Matrimonio e adulterio nell’antica Grecia: rituali e normative

Edil Merici

Di Giuseppe Pellegrino

A Locri la donna sposata veniva chiamata compagna di desco, e non legittima compagna di letto. Nel mondo greco antico non esistevano i termini marito e moglie: a parte i poetici pósis, di incerto etimo che stava per sposo(ma indicava anche la bevanda) e dámar, che stava per sposa, ma che derivava da dámazo, che sta per sottomettere,per designare i coniugi si usavano vocaboli generici indicanti l’uomo e la donna.Le conseguenze sul piano dell’adulterio non erano poche, ma la donna non era neppure oggetto di repressione, perché la questione riguardava solo il marito e l’adultero. Tale fatto generava la moicheia (adulterio), che di fatto era una lite privata che poteva sfociare anche in una vendetta sanguinosa. Ciò, soprattutto, anche alla luce delle previsioni della Legislazione di Dracone, oltre che sull’omicidio preterintenzionale, su quello dell’omicidio legittimo.
Invero, in tutta la Legislazione greca la posizione dell’adultera sembra del tutto ignorata; non viene presa in considerazione neppure sotto l’aspetto della punibilità in qualsiasi modo del suo comportamento. Le leggi miravano in effetti a proteggere il matrimonio legittimo e la successione legittima con figli di padre e madre certi.
☆ ☆ ☆ ☆
Ripeti per intero, parola per parola, il testo qui sopra su matrimonio e adulterio nell'antica Grecia.

--- Righe estratte ---
☆ ☆ ☆ ☆
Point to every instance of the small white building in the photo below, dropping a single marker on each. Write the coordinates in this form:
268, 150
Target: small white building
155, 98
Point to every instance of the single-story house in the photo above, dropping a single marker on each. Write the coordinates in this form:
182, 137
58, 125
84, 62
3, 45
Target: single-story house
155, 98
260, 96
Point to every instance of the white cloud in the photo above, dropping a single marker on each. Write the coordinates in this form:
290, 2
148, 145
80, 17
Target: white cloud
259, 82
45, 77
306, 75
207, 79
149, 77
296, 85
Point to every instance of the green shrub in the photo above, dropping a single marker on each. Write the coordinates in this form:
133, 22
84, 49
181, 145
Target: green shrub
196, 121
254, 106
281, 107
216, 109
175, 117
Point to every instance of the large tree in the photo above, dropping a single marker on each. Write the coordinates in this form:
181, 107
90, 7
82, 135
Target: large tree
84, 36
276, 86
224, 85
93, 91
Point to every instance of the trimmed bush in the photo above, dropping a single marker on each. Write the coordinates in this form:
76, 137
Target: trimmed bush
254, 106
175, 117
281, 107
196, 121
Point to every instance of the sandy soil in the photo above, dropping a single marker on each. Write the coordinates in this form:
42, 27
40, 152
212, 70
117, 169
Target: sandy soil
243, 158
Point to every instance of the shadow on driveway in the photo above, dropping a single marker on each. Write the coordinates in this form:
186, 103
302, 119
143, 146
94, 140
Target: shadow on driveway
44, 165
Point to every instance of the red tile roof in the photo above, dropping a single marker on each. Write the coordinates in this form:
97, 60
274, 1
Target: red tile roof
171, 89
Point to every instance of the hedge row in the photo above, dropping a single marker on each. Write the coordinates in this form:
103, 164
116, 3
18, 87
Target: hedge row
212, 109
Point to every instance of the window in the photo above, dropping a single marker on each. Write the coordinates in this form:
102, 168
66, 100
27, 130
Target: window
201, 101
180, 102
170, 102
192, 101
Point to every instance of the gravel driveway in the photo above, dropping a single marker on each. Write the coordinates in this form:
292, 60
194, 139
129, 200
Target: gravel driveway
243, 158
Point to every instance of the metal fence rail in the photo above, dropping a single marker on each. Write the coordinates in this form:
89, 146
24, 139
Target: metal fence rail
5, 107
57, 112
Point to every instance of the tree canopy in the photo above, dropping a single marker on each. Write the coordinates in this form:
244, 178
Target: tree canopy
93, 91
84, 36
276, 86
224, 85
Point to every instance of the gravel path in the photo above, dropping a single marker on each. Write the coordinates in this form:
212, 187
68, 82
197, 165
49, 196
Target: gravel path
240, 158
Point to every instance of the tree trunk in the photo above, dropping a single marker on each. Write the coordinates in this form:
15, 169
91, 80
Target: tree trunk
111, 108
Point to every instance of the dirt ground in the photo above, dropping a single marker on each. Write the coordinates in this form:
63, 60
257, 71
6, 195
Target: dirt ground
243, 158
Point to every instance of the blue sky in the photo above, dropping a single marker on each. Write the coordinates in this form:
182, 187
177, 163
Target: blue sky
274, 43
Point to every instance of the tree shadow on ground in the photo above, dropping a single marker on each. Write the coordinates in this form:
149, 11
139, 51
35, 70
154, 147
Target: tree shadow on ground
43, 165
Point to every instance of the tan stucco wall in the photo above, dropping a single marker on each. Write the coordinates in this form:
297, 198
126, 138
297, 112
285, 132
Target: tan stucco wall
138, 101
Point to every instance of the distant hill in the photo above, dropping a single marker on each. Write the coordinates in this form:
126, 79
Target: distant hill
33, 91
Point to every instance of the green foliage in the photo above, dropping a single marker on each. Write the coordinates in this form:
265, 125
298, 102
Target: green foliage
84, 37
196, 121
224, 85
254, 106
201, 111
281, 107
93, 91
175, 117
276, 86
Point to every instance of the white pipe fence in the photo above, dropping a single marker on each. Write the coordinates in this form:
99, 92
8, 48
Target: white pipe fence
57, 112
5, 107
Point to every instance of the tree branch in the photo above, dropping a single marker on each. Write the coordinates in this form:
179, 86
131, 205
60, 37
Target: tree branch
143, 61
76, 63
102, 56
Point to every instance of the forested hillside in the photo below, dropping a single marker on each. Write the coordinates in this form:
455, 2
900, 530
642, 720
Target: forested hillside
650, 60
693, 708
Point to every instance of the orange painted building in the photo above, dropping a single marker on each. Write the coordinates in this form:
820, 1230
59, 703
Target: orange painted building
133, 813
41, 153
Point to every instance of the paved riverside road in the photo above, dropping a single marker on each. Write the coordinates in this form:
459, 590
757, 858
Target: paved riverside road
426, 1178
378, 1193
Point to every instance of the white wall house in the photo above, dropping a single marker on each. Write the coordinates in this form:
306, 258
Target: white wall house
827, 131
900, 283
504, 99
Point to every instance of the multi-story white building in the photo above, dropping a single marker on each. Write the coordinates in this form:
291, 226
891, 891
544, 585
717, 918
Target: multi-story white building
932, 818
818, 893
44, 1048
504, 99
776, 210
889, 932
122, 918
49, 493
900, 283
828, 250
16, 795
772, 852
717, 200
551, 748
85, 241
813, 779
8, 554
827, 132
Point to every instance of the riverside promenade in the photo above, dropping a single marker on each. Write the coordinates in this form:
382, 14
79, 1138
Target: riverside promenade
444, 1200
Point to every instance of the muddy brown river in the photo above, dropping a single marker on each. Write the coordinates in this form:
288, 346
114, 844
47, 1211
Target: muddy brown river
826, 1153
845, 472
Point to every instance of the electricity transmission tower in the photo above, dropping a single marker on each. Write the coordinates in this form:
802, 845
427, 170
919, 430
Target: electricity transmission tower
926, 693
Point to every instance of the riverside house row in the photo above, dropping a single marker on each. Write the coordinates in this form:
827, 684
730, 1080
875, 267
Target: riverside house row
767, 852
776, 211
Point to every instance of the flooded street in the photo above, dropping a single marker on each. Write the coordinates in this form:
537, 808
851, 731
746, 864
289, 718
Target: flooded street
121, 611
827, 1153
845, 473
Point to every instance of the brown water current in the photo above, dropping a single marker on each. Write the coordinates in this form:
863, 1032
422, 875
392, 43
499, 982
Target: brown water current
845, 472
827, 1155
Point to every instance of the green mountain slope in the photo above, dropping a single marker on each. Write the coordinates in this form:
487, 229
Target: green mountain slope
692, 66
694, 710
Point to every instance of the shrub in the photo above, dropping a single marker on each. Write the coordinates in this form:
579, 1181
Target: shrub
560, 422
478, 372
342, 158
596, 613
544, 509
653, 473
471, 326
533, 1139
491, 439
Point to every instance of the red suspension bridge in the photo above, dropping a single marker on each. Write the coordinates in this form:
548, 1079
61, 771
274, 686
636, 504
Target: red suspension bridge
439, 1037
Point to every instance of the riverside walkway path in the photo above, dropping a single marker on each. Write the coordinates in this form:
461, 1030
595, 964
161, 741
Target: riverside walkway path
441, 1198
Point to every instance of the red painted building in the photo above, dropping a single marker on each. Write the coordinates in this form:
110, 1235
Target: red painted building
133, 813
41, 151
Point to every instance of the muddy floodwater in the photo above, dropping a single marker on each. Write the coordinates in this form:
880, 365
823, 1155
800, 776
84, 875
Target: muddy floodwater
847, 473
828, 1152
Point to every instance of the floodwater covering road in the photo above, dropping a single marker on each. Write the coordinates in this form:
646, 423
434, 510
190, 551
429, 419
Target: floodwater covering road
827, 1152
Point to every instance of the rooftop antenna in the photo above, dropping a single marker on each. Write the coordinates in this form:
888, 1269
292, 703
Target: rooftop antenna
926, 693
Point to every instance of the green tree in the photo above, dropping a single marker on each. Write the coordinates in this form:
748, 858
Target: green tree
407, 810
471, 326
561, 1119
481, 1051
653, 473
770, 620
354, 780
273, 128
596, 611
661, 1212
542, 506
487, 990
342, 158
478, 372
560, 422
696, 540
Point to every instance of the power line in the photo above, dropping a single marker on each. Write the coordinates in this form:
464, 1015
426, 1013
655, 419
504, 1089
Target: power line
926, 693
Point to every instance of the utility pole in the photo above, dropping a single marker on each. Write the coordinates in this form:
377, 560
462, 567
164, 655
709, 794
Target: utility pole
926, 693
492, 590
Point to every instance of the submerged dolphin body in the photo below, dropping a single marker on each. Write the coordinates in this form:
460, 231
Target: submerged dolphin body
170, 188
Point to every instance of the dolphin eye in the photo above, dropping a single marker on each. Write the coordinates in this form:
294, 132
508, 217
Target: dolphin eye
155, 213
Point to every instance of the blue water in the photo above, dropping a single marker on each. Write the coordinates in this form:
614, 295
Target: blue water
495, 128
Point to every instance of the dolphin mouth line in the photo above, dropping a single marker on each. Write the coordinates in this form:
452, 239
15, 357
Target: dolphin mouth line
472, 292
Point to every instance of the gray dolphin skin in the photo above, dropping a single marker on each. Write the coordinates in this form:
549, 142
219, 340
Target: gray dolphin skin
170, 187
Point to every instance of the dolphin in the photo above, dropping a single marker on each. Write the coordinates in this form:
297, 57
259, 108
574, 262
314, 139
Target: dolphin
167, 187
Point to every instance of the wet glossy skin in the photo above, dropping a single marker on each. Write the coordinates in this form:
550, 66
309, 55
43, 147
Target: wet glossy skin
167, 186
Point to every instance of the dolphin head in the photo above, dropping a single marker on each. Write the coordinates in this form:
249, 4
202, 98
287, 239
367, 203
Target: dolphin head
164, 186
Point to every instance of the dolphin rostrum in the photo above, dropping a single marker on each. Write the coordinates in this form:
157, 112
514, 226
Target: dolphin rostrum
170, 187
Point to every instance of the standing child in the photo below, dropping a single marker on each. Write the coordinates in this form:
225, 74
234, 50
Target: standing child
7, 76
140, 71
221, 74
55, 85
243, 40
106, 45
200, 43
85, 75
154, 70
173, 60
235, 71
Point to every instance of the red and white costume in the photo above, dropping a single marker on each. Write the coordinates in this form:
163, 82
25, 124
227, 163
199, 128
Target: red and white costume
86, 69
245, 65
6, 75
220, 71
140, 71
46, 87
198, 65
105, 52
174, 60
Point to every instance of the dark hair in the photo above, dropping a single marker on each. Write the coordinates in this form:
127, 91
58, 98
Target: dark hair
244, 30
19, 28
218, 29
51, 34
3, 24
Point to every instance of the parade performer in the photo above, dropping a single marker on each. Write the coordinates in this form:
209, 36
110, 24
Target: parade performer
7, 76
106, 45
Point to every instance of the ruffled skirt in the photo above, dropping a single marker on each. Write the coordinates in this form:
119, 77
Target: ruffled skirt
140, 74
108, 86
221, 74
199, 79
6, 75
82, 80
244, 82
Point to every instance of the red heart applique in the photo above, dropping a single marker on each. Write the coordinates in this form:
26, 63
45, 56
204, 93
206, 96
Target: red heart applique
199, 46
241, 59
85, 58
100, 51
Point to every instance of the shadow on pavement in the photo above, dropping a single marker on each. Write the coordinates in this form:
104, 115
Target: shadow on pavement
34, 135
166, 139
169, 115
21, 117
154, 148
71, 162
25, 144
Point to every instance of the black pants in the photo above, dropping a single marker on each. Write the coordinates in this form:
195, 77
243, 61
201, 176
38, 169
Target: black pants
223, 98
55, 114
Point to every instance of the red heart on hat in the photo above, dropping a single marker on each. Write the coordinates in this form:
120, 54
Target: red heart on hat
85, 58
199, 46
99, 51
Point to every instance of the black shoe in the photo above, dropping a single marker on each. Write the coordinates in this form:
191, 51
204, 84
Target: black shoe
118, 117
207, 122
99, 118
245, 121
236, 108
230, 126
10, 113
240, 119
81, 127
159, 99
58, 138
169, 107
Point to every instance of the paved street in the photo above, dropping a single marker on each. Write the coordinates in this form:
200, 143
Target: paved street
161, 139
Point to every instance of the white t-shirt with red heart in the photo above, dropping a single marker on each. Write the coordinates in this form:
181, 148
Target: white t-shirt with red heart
☆ ☆ ☆ ☆
--- Risposta ---
Matrimonio e adulterio nell’antica Grecia: rituali e normative

Edil Merici

Di Giuseppe Pellegrino

A Locri la donna sposata veniva chiamata compagna di desco, e non legittima compagna di letto. Nel mondo greco antico non esistevano i termini marito e moglie: a parte i poetici pósis, di incerto etimo che stava per sposo(ma indicava anche la bevanda) e dámar, che stava per sposa, ma che derivava da dámazo, che sta per sottomettere,per designare i coniugi si usavano vocaboli generici indicanti l’uomo e la donna.Le conseguenze sul piano dell’adulterio non erano poche, ma la donna non era neppure oggetto di repressione, perché la questione riguardava solo il marito e l’adultero. Tale fatto generava la moicheia (adulterio), che di fatto era una lite privata che poteva sfociare anche in una vendetta sanguinosa. Ciò, soprattutto, anche alla luce delle previsioni della Legislazione di Dracone, oltre che sull’omicidio preterintenzionale, su quello dell’omicidio legittimo.
Invero, in tutta la Legislazione greca la posizione dell’adultera sembra del tutto ignorata; non viene presa in considerazione neppure sotto l’aspetto della punibilità in qualsiasi modo del suo comportamento. Le leggi miravano in effetti a proteggere il matrimonio legittimo e la successione legittima con figli di padre e madre certi.